Task objective
Produce an exact copy of the lines from the line containing "Reviewer note. Confirm that each instance of the grass" through the last line of the entries below, and only those lines.

Available records
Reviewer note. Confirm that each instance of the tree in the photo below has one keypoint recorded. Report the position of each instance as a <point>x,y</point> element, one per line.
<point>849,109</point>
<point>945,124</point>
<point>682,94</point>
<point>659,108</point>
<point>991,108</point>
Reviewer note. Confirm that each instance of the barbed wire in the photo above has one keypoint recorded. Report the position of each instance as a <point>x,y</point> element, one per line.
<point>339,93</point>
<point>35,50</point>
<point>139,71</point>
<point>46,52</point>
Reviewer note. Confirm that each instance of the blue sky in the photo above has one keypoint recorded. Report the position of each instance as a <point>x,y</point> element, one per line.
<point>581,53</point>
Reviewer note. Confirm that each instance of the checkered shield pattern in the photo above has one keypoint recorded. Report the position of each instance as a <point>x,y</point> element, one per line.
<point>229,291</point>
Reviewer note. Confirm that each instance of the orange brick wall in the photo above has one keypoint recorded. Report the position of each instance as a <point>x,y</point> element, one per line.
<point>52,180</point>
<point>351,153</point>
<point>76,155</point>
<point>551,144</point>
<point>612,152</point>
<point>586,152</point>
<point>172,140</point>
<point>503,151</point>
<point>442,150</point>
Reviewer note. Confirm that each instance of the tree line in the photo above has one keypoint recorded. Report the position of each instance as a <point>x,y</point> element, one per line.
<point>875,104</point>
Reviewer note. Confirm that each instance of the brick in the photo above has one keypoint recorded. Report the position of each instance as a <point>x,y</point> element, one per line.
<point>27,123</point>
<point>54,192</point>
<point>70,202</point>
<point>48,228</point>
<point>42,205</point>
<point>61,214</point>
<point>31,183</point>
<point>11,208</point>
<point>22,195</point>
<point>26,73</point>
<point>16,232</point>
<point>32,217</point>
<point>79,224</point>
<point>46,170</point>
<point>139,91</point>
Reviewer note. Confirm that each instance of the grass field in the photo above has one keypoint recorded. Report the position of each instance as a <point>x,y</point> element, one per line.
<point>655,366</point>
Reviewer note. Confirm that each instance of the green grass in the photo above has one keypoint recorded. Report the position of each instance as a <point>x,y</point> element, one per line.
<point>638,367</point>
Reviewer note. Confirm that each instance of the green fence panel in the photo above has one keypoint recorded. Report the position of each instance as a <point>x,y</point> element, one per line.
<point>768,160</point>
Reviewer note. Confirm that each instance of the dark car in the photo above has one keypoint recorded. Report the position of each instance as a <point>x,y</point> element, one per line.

Expected answer
Reviewer note. Confirm that each instance of the grass field in the photo above has one keypoint recorded. Report the position of each instance as a <point>x,y</point> element, one per line.
<point>655,366</point>
Reviewer note. Confirm that each instance of the green grass in the photo above has one keypoint recorded. Report the position of each instance as a <point>x,y</point> element, one per line.
<point>638,367</point>
Reviewer note. Confirm that each instance of the green fence panel in the photo above has one keypoint recorded. Report the position of each instance as a <point>x,y</point> element, one per line.
<point>768,160</point>
Reviewer note. Confirm that each instance of the dark car in the photo above has one keypoint recorded. Report the position of each instance as a <point>x,y</point> element, one per line.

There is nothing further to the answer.